◆ INPUT
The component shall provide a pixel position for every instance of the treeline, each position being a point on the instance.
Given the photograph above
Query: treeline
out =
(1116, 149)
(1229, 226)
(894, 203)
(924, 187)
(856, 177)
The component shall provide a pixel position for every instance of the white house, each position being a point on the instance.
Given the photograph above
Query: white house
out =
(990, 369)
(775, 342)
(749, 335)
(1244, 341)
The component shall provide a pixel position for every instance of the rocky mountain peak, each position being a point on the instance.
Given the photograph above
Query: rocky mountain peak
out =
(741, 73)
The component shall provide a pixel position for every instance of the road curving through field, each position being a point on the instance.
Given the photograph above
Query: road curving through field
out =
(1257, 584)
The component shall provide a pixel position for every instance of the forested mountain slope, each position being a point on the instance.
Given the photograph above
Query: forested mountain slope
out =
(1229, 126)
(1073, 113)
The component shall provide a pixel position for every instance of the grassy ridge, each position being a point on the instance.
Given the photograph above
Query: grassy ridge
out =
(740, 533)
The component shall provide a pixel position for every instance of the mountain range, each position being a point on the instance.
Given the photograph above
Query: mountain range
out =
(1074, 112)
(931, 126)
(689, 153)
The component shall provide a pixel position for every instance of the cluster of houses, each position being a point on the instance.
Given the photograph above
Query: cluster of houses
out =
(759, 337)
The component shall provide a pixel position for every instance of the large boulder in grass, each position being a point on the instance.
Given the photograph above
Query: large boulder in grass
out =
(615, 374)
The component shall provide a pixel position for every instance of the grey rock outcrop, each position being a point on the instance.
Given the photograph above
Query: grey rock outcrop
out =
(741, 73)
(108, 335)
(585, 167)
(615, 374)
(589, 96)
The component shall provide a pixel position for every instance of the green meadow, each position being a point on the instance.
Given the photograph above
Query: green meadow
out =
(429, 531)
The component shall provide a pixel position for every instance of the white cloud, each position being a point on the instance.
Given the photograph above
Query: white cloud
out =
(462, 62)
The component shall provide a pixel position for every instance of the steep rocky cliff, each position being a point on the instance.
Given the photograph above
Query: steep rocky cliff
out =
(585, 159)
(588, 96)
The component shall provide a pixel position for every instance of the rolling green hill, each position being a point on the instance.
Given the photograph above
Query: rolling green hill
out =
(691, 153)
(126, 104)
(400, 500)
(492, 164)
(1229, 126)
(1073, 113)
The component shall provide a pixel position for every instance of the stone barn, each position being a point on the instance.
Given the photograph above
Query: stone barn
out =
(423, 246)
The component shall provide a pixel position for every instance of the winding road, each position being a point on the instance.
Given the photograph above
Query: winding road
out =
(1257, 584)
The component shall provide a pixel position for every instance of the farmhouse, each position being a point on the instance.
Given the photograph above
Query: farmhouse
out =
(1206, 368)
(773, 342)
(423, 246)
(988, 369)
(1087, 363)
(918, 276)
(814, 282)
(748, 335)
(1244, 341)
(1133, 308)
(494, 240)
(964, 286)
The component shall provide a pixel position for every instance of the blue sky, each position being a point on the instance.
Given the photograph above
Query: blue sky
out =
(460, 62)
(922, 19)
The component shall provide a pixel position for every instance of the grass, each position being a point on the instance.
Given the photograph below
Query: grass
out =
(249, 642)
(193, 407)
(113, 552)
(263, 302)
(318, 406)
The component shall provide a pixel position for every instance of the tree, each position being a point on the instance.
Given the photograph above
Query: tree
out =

◆ ASSIGNMENT
Nothing is to be left out, and every entry is to be transcribed exactly.

◆ YOUR RESPONSE
The component shall provide a pixel position for every instance of the treeline, each position being a point on the instance.
Given the photograph above
Query: treeline
out =
(1116, 149)
(1229, 226)
(894, 203)
(924, 187)
(856, 177)
The component shall provide a pixel position for every instance of the white house, each position being a point on the instance.
Given the photograph above
Query: white house
out =
(990, 369)
(775, 342)
(749, 335)
(1244, 341)
The component shall provide a pixel position for every instance of the rocky mountain peak, each position being a point on the instance.
Given the photograph above
Query: rocky mountain peak
out =
(741, 73)
The component shall provide a pixel position for every instance of the road curving through field, each position being a point on the instance.
Given the photograph above
Query: road curving through field
out =
(1257, 584)
The component shall provide a pixel position for every instance of the forested mountain slope, each position being a point on the instance.
Given the photograph above
Query: forested mountain slope
out =
(1229, 126)
(1073, 113)
The component shall provide a pixel position for every instance of the grassy ridge, each position being a point on the instance.
Given the photograph above
Query: grassy ridge
out =
(740, 533)
The component shall provide a pixel position for every instance of the mountain range, each position being a point on the instance.
Given the photograph above
Query: mountain range
out =
(1074, 112)
(931, 126)
(689, 153)
The component shall provide a pixel position for every instance of the cluster of houses, each position being a point on the instance.
Given the photograph above
Query: cluster of houses
out =
(759, 337)
The component shall provide a pixel position for every instance of the large boulder in grass, each position being a point on the instance.
Given the photograph above
Query: large boulder in grass
out =
(615, 374)
The component shall provide a pixel position for every instance of the grey rock outcrop, each position being a point on the instance.
Given the photograph above
Query: grey rock outcrop
out =
(741, 73)
(108, 335)
(585, 167)
(615, 374)
(589, 96)
The component shall provide a pixel position for every instance of the green meadow, each position being a point on the instance.
Given the photograph above
Query: green meadow
out =
(429, 531)
The component shall provide a pixel position for every instance of the white cloud, each position being a point on the instance.
Given the photograph above
Query: white cloud
out =
(462, 62)
The component shall provide a pixel position for every instance of the steep rocky cliff, each position being a point on the instance.
Given the photograph above
Query: steep rocky cliff
out =
(585, 159)
(588, 96)
The component shall provide a pixel position for every instance of the rolling green hill, each position being a point on the instance.
Given the photograph above
Query: rolling green hill
out =
(691, 153)
(126, 104)
(400, 500)
(492, 164)
(1229, 126)
(1073, 113)
The component shall provide a pixel position for every instance of the stone barn, each position being a point on the instance.
Given the photograph above
Query: stone barn
out =
(423, 246)
The component shall provide a pixel position for every instance of the winding road, each position being a point on the instance.
Given the photograph above
Query: winding road
out =
(1257, 584)
The component shall provide a pixel position for every instance of the farmhouse, each position being a point on the instance.
Given the photograph above
Query: farmhouse
out =
(1206, 368)
(773, 342)
(423, 246)
(988, 369)
(1087, 363)
(918, 276)
(814, 282)
(748, 335)
(1244, 341)
(1133, 308)
(494, 240)
(964, 286)
The component shall provide a pixel position for every instance of the blue sky, each position being a point on the instance.
Given the photograph above
Query: blue sky
out =
(460, 62)
(922, 19)
The component shall provide a pixel position for every instance of the grass, each position being a point on the instance.
Given the photograph below
Query: grass
out =
(249, 642)
(193, 407)
(113, 552)
(263, 302)
(318, 406)
The component shall provide a pixel position for every instance of the tree, each position being a point on the instance.
Given the photograph above
Query: tree
out =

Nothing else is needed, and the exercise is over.